= PROBLEM =
The response should consist of the records that follow, repeated exactly.

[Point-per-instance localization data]
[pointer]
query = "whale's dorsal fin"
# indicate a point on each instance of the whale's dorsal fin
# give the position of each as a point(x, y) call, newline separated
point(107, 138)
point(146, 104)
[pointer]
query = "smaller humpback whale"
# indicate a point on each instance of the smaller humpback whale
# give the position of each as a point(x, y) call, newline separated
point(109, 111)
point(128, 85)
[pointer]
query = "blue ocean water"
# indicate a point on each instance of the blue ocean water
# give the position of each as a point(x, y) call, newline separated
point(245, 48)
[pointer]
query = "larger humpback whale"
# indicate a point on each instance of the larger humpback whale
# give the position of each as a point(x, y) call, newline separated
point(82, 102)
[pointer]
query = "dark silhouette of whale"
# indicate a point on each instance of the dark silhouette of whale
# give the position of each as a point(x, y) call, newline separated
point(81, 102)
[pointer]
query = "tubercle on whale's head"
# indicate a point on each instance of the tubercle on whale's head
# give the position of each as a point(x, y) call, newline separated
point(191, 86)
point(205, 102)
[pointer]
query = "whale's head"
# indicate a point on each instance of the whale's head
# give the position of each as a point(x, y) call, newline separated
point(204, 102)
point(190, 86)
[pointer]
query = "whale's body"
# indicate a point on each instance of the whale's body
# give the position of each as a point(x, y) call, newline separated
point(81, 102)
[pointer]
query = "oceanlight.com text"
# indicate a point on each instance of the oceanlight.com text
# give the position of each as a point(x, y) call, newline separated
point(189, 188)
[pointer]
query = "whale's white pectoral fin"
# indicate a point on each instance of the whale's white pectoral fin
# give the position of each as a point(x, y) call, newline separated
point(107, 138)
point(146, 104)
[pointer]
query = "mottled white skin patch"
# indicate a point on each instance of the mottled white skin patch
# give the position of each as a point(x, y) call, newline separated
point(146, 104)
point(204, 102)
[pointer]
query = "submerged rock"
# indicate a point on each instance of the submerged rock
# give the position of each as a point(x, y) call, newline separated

= YOUR RESPONSE =
[pointer]
query = "whale's dorsal fin"
# indicate a point on each instance of the whale's dorsal fin
# give the position of each as a point(x, y) call, newline separated
point(107, 138)
point(146, 104)
[pointer]
query = "smaller humpback whale"
# indicate a point on each instance of the smaller humpback whale
# give the position of each as a point(x, y) call, newline separated
point(109, 111)
point(128, 85)
[pointer]
query = "blue ocean water"
# indicate a point on each instance of the blue ocean water
# give the position of each as a point(x, y) call, newline separated
point(245, 48)
[pointer]
query = "larger humpback whale"
# indicate a point on each instance of the larger humpback whale
# give the position of each as a point(x, y) call, newline separated
point(82, 102)
[pointer]
query = "dark silhouette of whale"
# indicate a point on each instance of the dark silhouette of whale
# give the position of each as a point(x, y) call, newline separated
point(81, 102)
[pointer]
query = "tubercle on whale's head"
# indicate a point on each instance of the tubercle on whale's head
# give the position of each as a point(x, y) call, newline separated
point(191, 86)
point(205, 102)
[pointer]
query = "whale's head"
# indicate a point on each instance of the whale's head
# give the position of each as a point(x, y) call, newline separated
point(204, 102)
point(190, 86)
[pointer]
query = "whale's body"
# indicate a point on each instance of the whale's body
# give the position of each as a point(x, y) call, newline separated
point(81, 102)
[pointer]
query = "oceanlight.com text"
# indicate a point on each instance of the oceanlight.com text
# give the position of each as a point(x, y) call, newline separated
point(189, 188)
[pointer]
query = "whale's white pectoral fin"
# indicate a point on each instance of the whale's white pectoral fin
# give the position of each as a point(x, y) call, newline separated
point(107, 138)
point(146, 104)
[pointer]
query = "mottled white skin patch"
# indicate a point on each instance of the mottled white skin patch
# give the position of each as a point(x, y) call, newline separated
point(146, 104)
point(204, 102)
[pointer]
query = "submerged rock"
# indicate a point on each instance of the submerged rock
# give the position of each as a point(x, y) call, newline separated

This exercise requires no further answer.